[[ Excerpted passage open ]]
Comparing partial rankings to the adequate part of the original ranking

The final step is to compare the results of the partial rankings to the corresponding part of the original rankings. The results of the Spearman’s rank correlation shows a strong positive relationship between the two ranking.

cor(B$Rank,U21_rank[rownames(B),],method="spearman")
## [1] 0.9295836
cor.test(B$Rank,U21_rank[rownames(B),],method="spearman")
## 
##  Spearman's rank correlation rho
## 
## data:  B$Rank and U21_rank[rownames(B), ]
## S = 643.54, p-value < 2.2e-16
## alternative hypothesis: true rho is not equal to 0
## sample estimates:
##       rho 
## 0.9295836

Applying BicARE on normalized data

With the BicARE method the middle league(s) can be specified. In order to use the BicARE method, the first step is to convert the BicARE object to a Biclust object.

bicare2biclust <- function(x){
    if(class(x)=="Biclust"){ 
        return(x)
    } else if(class(x)=="biclustering"){
        Parameters <- list(numberofbicluster=x$param[1,2],residuthreshold=x$param[2,2],genesinitialprobability=x$param[3,2],samplesinitialprobability=x$param[4,2],numberofiterations=x$param[5,2],date=x$param[6,2])
        RowxNumber <- t(x$bicRow==1)
        NumberxCol <- x$bicCol==1
        Number <- as.numeric(dim(RowxNumber)[2])
        info <- list()
        return(new("Biclust",Parameters=Parameters,RowxNumber=RowxNumber,NumberxCol=NumberxCol,Number=Number,info=info))
[[ Excerpted passage closed ]]
[[ Excerpted data open ]]
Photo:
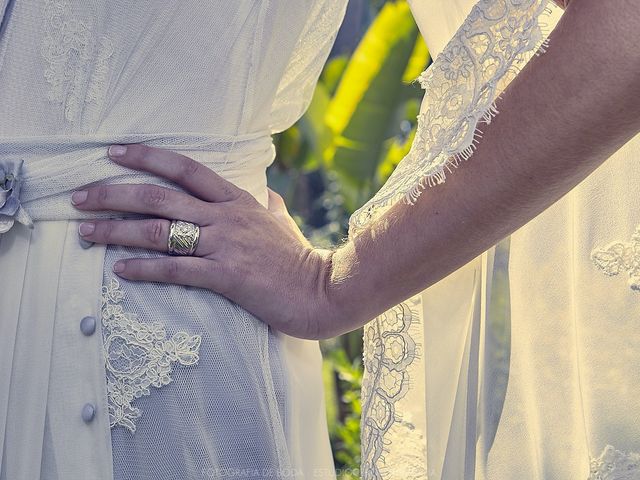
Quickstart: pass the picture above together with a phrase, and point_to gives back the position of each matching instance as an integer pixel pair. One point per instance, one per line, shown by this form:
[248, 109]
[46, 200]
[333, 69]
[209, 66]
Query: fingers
[152, 234]
[146, 199]
[184, 171]
[192, 271]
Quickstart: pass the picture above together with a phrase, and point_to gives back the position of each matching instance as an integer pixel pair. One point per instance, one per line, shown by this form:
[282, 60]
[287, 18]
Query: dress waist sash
[56, 165]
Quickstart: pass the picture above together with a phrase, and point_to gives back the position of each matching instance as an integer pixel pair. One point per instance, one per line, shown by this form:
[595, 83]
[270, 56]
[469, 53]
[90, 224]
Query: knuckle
[155, 231]
[102, 194]
[152, 195]
[188, 168]
[106, 231]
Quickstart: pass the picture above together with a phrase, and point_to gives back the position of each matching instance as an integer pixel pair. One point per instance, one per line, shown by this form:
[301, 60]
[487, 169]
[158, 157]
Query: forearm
[563, 116]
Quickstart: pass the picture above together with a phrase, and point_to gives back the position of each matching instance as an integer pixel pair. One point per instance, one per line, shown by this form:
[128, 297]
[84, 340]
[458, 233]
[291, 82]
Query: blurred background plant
[359, 125]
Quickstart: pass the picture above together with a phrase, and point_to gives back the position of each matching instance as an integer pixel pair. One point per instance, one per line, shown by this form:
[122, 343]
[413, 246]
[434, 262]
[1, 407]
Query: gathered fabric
[521, 364]
[109, 379]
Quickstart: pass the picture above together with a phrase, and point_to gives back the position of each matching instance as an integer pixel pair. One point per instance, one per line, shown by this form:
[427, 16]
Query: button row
[88, 328]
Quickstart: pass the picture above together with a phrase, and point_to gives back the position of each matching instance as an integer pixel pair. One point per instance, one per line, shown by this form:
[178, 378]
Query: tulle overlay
[461, 87]
[522, 362]
[124, 380]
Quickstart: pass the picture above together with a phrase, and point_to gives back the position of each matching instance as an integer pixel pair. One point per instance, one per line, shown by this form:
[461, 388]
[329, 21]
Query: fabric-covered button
[85, 243]
[88, 412]
[88, 325]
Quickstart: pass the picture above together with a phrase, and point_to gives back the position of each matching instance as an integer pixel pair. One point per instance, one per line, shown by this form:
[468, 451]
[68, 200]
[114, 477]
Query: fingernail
[117, 150]
[79, 197]
[86, 228]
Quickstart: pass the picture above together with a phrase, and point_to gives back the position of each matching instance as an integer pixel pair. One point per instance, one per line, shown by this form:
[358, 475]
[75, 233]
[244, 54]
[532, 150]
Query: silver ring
[[ Excerpted data closed ]]
According to the excerpt on comparing partial rankings, what value does the Spearman's rank correlation between the partial and original rankings give?

[Expected answer]:
0.9295836